== Record list ==

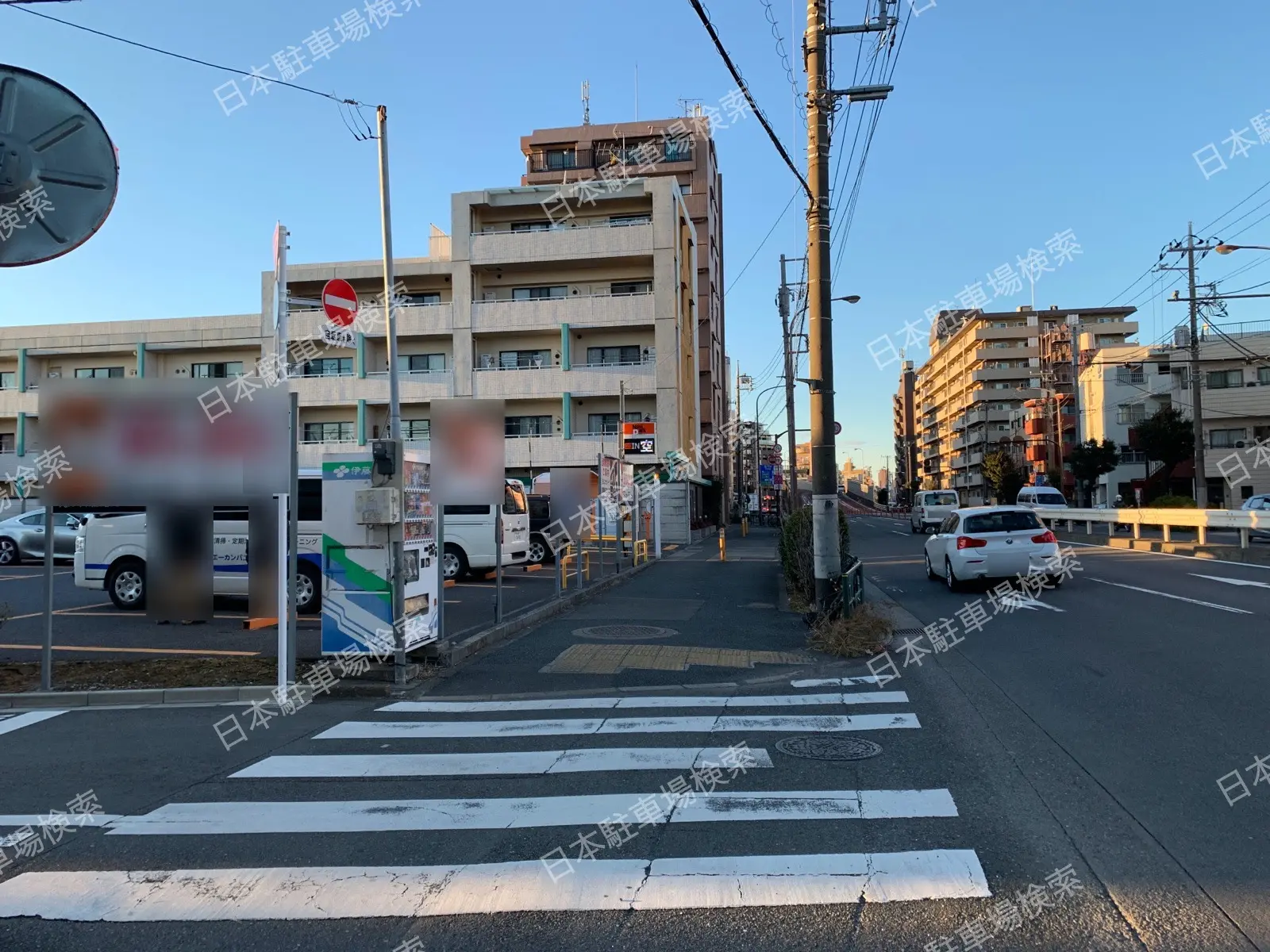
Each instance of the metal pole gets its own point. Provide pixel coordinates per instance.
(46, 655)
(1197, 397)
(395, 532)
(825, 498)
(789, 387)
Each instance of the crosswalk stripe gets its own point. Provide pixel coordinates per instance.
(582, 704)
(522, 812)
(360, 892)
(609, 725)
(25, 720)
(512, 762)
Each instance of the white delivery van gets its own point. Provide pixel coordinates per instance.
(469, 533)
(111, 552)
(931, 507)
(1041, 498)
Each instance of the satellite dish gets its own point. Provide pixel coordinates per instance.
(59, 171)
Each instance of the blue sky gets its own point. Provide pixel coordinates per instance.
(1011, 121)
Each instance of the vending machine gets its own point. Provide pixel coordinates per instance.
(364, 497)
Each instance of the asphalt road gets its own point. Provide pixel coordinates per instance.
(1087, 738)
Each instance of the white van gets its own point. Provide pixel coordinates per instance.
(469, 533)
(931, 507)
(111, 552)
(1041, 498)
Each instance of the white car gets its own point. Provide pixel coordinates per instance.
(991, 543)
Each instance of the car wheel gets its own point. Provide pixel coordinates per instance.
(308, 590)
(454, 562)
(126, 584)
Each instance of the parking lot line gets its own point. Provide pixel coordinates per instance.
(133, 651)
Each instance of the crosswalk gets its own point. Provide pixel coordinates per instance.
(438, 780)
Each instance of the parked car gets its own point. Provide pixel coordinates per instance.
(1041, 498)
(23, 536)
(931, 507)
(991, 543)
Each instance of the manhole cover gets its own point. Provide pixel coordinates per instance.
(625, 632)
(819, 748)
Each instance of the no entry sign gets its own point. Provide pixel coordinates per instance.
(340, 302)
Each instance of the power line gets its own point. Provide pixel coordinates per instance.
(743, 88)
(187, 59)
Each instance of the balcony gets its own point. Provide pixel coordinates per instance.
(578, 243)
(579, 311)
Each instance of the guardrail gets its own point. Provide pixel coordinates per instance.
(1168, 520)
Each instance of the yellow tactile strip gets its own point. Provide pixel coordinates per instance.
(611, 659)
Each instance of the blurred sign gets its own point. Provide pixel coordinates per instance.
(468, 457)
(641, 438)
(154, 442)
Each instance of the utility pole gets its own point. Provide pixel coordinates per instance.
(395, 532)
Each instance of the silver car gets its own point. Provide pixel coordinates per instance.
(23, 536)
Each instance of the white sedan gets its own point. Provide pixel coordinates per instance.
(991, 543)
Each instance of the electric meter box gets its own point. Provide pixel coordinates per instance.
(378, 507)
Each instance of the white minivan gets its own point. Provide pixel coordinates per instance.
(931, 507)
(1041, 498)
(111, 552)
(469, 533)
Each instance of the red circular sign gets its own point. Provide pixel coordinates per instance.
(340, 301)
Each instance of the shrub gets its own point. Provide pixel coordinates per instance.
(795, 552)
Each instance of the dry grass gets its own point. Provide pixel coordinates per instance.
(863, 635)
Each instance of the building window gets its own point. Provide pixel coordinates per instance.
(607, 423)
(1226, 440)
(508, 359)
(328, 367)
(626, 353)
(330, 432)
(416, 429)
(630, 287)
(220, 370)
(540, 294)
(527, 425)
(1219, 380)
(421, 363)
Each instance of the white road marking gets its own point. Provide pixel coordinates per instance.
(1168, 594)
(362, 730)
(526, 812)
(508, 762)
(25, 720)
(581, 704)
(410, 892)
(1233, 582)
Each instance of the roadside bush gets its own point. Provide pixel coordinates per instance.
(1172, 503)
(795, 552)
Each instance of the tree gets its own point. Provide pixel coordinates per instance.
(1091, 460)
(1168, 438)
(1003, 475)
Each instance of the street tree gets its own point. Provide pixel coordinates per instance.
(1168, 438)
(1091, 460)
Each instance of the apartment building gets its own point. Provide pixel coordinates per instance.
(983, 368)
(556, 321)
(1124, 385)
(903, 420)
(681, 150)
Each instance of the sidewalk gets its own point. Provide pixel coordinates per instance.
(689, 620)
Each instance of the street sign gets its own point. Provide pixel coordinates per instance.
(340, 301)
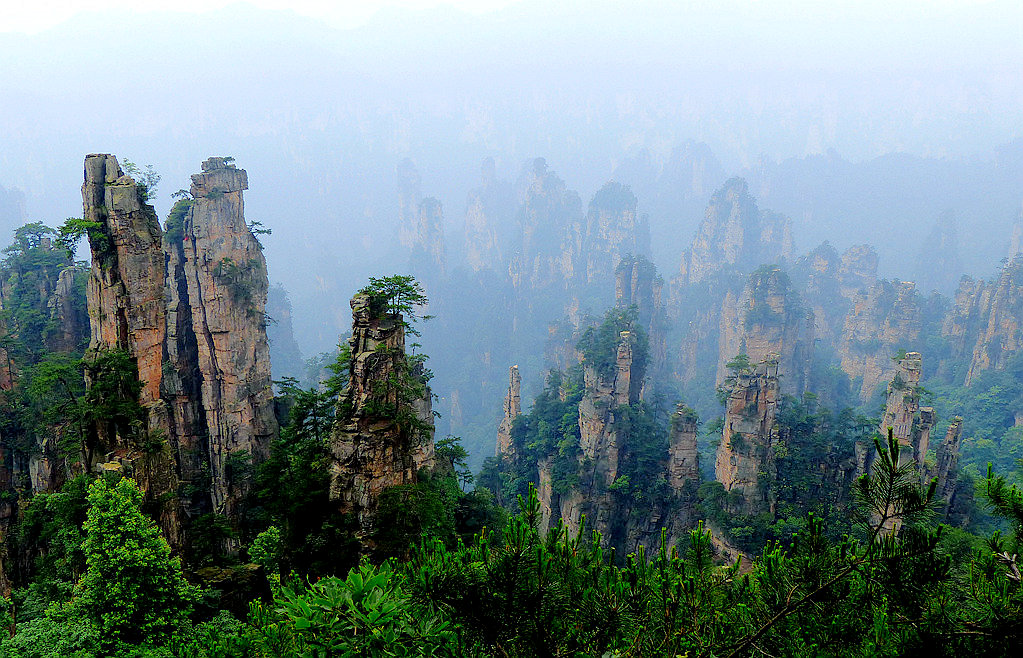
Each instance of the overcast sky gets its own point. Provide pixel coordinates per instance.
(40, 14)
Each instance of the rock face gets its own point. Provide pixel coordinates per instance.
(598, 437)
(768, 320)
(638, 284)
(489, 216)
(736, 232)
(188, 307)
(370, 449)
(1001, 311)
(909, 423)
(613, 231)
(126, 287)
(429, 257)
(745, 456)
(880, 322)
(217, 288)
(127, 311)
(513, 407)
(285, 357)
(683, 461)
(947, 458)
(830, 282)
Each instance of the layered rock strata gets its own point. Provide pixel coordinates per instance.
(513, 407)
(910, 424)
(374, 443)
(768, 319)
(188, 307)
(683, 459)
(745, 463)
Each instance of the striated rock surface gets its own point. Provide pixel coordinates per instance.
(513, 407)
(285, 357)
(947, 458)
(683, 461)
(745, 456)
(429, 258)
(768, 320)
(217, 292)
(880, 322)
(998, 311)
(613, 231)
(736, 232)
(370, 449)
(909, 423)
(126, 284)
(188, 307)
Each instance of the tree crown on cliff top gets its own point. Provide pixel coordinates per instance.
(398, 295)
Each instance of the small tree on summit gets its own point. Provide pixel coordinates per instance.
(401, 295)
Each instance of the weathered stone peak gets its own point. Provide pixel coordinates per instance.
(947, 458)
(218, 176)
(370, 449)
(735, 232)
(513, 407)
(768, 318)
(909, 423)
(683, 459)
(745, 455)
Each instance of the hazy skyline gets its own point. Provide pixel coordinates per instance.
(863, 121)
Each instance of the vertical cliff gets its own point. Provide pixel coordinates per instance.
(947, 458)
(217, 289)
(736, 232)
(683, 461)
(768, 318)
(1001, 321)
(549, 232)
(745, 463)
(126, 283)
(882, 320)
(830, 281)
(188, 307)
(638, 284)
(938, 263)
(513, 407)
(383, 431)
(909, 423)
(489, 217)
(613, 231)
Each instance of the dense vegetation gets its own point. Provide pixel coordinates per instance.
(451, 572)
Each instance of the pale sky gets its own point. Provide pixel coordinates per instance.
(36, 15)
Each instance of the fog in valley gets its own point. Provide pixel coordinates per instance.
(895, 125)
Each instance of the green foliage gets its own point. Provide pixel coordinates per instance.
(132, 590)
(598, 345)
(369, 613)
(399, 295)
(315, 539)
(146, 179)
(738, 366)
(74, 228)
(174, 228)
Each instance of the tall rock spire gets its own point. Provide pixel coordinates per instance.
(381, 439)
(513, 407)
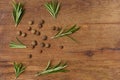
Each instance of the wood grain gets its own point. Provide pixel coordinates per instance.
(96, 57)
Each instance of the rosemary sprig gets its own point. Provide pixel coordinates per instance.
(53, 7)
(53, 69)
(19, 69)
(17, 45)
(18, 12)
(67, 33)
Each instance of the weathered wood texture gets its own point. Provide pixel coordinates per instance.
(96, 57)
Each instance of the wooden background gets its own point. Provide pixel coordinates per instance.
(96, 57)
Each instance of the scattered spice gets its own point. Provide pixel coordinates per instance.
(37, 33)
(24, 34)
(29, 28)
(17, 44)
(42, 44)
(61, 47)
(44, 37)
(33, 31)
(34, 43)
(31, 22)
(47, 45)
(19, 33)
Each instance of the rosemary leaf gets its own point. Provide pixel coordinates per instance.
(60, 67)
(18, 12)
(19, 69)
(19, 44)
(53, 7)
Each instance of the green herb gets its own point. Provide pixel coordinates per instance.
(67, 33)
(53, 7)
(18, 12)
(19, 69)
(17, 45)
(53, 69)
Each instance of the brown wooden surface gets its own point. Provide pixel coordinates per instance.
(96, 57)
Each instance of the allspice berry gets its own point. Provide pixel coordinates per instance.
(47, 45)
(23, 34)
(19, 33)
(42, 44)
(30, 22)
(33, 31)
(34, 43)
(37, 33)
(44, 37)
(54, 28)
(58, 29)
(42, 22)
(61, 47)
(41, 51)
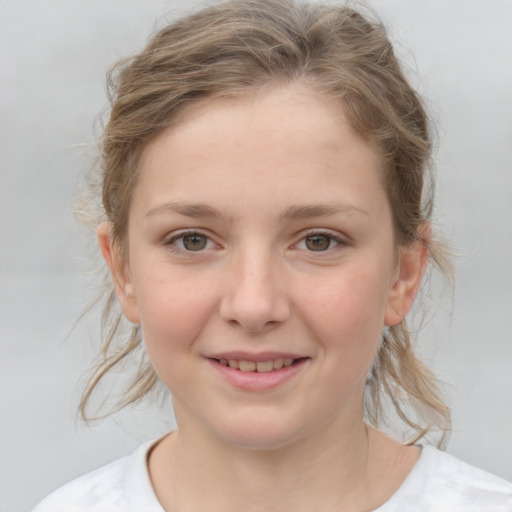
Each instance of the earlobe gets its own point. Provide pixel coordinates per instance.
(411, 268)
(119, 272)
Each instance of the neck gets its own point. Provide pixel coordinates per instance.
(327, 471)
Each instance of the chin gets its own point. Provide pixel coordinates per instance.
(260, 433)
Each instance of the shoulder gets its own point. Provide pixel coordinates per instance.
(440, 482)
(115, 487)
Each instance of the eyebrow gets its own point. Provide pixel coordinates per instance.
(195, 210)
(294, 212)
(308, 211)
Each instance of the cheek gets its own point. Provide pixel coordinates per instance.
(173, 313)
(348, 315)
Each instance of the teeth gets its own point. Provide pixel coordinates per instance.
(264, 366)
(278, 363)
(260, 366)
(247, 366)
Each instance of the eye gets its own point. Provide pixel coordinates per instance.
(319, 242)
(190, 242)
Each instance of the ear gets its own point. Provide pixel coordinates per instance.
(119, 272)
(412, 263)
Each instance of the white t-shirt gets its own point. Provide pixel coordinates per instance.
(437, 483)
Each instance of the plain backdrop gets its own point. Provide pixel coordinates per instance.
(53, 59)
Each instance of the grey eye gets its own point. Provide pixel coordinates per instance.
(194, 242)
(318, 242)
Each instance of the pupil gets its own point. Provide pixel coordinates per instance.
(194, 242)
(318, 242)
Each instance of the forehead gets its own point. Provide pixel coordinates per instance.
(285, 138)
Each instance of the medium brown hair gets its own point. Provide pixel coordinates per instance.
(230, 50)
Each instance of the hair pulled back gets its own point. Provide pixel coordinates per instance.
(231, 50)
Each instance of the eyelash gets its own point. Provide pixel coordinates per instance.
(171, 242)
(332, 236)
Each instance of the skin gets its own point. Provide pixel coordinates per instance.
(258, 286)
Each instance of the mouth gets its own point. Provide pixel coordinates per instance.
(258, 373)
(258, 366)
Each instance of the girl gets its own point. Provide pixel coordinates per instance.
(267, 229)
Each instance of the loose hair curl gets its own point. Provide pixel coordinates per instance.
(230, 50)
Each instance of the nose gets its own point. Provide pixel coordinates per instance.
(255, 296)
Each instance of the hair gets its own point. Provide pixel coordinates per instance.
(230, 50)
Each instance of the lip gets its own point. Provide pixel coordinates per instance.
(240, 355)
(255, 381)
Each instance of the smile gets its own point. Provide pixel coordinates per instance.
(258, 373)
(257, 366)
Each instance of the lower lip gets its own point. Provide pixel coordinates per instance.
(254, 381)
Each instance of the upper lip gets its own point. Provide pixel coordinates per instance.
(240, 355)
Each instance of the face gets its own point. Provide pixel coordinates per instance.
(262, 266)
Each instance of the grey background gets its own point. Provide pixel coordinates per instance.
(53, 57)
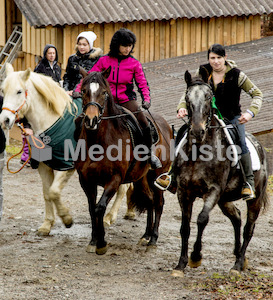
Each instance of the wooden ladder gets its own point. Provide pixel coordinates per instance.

===

Render the records from the start through the line containing "(1087, 738)" as a two-column CSV with the columns text and answer, giving one row for each text and all of its coordinates, with each value in a single quoted field and line breaks replaced by spaces. Leave the pictures out.

text,answer
"Each instance of the metal pole gets its own point. Provide pixel coordinates per instance.","(46, 655) (1197, 397) (395, 532) (825, 498) (789, 387)"
"Each instance of the crosswalk stripe gets its own point. Provide pixel coordinates per instance.","(582, 704) (522, 812) (360, 892) (609, 725) (25, 720) (512, 762)"
"Each instance of the white delivery van gets its own point. Provide pixel coordinates per instance.","(469, 533) (111, 552) (931, 507) (1041, 498)"
"Each instance of the satellite dish gets its own point. Provide pixel coordinates per instance.","(59, 171)"
"Each instance of the blue sky gets its own point. Provide pixel coordinates per instance.","(1011, 121)"
"Each instance of the vending machine gets its own point. Provide pixel coordinates per instance.","(364, 497)"
"Each instance of the asphalt road gets its own point. Provide pixel coordinates per instance.","(1087, 738)"